**Work request 1**
In the ELViS package reference, what does the coord_to_grng function return?
**Work request 2**
Reproduce the portion of the ELViS package reference that begins with "additional argument for" and continues through "depth_hist(mtrx_samtools_reticulate,th=th,smry_fun=max)".

**Extract provided**

Package 'ELViS'

Title: An R Package for Estimating Copy Number Levels of Viral Genome Segments Using Base-Resolution Read Depth Profile
Description: Base-resolution copy number analysis of viral genome. Utilizes base-resolution read depth data over viral genome to find copy number segments with two-dimensional segmentation approach. Provides publish-ready figures, including histograms of read depths, coverage line plots over viral genome annotated with copy number change events and viral genes, and heatmaps showing multiple types of data with integrative clustering of samples.
Authors: Hyo Young Choi [aut, cph] , Jin-Young Lee [aut, cre, cph] , Xiaobei Zhao [ctb] , Jeremiah R. Holt [ctb] , Katherine A. Hoadley [aut] , D. Neil Hayes [aut, fnd, cph]
Maintainer: Jin-Young Lee <[email protected]>
License: MIT + file LICENSE
Version: 0.99.11
Built: 2025-02-22 03:28:22 UTC
Source: https://github.com/bioc/ELViS

Help Index


Convert coordinate string to grng object

Description

Convert coordinate string to grng object

Usage

coord_to_grng(coord)

Arguments

coord

string in the form of "chr1:123-456" or "chr1:1,234-5,678,912"

Value

GRanges object corresponding to the input coordinate string

Examples

coord_to_grng("chr1:123-456")
coord_to_grng("chr1:1,234-5,678,912")

Convert coordinate string to list of chr,start and end

Description

Convert coordinate string to list of chr,start and end

Usage

coord_to_lst(coord)

Arguments

coord

string in the form of "chr1:123-456" or "chr1:1,234-5,678,912"

Value

a list of 3 elements. Chromosome name, start position and end position.

Examples

coord_to_lst("chr1:123-456")
coord_to_lst("chr1:1,234-5,678,912")

Sample filtering threshold examination plot.

Description

Sample filtering threshold examination plot.

Usage

depth_hist(mtrx, th = 50, title_txt = NULL, smry_fun = max, ...)

Arguments

mtrx

Matrix or data.frame. Rows are positions and columns are samples.

th

Numeric. Sample filtering threshold

title_txt

figure title.

smry_fun

function to calculate summary metric to apply sample filter threshold to

...

additional argument for smry_fun argument.

Value

ggplot2 object

Examples

data(mtrx_samtools_reticulate)
th <- 50
depth_hist(mtrx_samtools_reticulate,th=th,smry_fun=max)
depth_hist(mtrx_samtools_reticulate,th=th,smry_fun = quantile,prob=0.95)
depth_hist(mtrx_samtools_reticulate,th=th,smry_fun = mean)

**Information supplied**
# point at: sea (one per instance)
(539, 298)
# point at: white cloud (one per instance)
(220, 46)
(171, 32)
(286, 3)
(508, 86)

**Response 1**
A GRanges object corresponding to the input coordinate string.

**Response 2**
additional argument for smry_fun argument.

Value

ggplot2 object

Examples

data(mtrx_samtools_reticulate)
th <- 50
depth_hist(mtrx_samtools_reticulate,th=th,smry_fun=max)